_What to work on_
Identify each line in the records below that contains the word "thick", and copy those lines out in full. Only matches with the same capitalization count.

_Source material_
_ _ _ _ _
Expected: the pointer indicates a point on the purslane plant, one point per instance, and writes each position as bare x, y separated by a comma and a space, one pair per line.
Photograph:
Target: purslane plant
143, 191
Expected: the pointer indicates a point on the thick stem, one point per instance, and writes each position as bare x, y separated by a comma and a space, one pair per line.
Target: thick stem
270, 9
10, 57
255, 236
_ _ _ _ _
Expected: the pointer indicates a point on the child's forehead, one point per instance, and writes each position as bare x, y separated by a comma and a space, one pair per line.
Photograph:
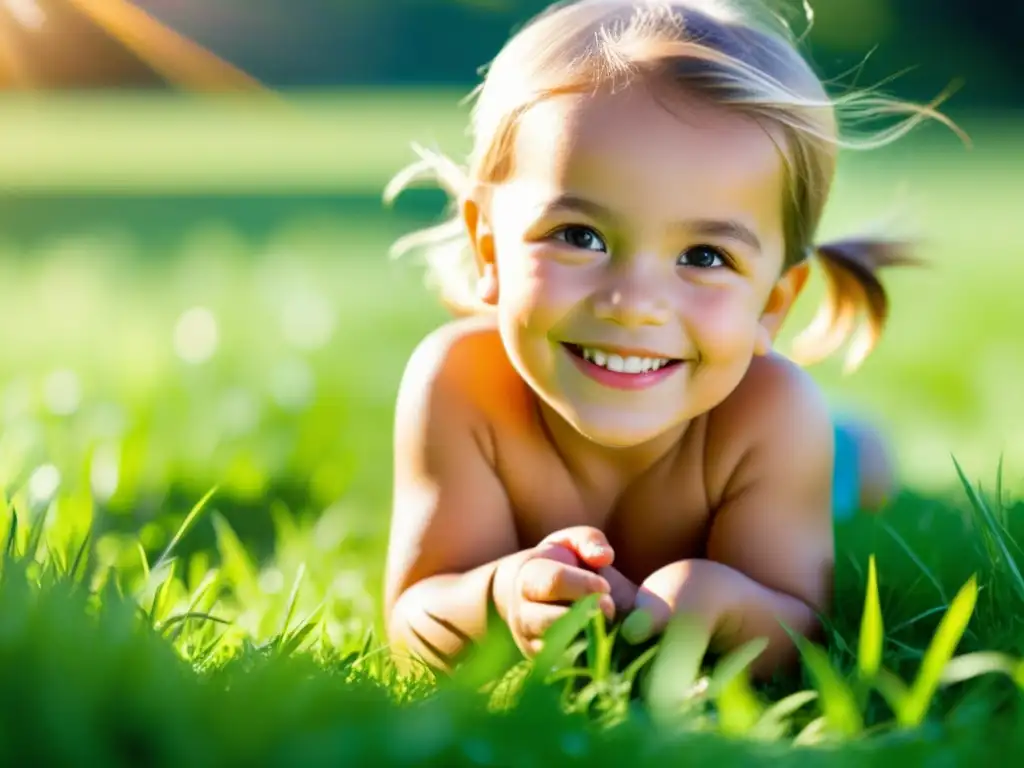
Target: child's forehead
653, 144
_ _ _ _ _
_Response to the exercise_
Expected: the pointer indicates a point on the thick stem, one point per instance, and writes each position as bare x, y separated by a comma and a space, one pair per line.
Target: thick stem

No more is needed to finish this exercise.